-------- Text
On August 17th, his sister was taking her morning nap, while I baked bread. He was in his swing, watching me sing and dance around the kitchen like a goof, attempting to weasel as many adorable little grins as I could out of him. After putting the bread aside to rise, I remember scooping him up and dancing with him around the living room, while Jason Aldean's 'Big Green Tractor' played on the radio. After playing, we settled down, his sister got up from her morning nap, and it was time for his afternoon nap. About 1:00, I swaddled him up, gave him a kiss and told him to stop smiling at me, we had plenty of time for that later, he needed to sleep now. If I had known that we didn't have plenty of time for his smiles, I would have let him stay up with us, crabby baby or not.

Once he was airlifted to Seattle Children's Hospital, Knox's little body couldn't handle all of the trauma it had been through, and we were forced to either wait for his body to crash on its own, or let him go peacefully. Thirteen hours after my world started crashing, I realized that he had come back and hung on, all so his Daddy could see and talk with him one last time. Adam was at work when he got the frantic call from me, telling him Knox wasn't breathing, before the police officer gently took the phone and filled him in while I bawled on the floor as I watched EMT's frantically try to save my baby.

The next few days were a blur. I vaguely remember making a few calls to friends to tell them what happened. We had amazing family and friends who played liaison between us and the rest of the world. With much love and encouragement, Adam and I were able to plan a remembrance service and celebration of life for our little boy and bring his cremated body home.
----------------
Task statement
According to the text, which hospital was Knox airlifted to?
-------- Information
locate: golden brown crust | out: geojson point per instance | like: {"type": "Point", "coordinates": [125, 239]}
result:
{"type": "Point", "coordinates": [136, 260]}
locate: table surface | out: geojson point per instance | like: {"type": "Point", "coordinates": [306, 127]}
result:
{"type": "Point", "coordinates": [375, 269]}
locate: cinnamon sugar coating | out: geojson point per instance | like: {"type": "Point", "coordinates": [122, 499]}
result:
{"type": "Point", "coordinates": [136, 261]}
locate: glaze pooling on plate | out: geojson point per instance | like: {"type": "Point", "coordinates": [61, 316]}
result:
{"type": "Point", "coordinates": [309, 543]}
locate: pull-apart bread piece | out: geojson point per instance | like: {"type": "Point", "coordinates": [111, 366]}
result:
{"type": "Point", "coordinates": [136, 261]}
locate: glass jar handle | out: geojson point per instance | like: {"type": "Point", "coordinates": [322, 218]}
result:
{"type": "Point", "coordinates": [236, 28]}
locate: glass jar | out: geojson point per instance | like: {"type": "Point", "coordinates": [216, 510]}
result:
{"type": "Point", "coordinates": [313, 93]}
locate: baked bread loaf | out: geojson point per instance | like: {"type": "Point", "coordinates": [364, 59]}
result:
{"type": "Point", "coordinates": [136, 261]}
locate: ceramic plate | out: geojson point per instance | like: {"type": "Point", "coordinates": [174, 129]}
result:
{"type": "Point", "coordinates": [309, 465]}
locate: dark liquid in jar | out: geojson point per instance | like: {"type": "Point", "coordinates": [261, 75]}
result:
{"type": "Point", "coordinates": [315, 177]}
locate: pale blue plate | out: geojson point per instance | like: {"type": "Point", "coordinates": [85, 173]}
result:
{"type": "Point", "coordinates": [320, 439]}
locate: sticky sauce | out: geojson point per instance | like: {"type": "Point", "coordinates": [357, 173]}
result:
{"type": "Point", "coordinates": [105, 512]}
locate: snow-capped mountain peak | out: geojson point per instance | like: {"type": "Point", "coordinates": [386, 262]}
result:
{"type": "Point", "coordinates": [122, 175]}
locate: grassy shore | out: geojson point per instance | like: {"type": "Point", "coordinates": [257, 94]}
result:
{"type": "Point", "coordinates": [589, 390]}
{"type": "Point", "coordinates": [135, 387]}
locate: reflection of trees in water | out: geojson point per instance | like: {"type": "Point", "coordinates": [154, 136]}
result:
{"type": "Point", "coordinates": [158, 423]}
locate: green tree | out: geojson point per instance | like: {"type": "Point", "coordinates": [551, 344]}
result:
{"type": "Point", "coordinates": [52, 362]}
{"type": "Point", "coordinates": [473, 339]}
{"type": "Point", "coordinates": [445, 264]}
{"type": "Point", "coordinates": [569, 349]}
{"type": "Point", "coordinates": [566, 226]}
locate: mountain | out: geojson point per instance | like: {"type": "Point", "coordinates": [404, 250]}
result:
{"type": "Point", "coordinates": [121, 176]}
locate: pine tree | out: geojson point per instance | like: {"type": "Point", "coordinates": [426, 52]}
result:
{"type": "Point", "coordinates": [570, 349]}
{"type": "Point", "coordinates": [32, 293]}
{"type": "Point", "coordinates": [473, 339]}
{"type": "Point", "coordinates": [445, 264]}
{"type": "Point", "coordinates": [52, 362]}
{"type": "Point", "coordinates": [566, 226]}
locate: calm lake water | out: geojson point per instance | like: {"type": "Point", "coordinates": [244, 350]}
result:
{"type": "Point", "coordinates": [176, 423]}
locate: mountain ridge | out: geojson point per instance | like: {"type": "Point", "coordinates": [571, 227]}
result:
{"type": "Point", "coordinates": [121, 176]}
----------------
Answer below
Seattle Children's Hospital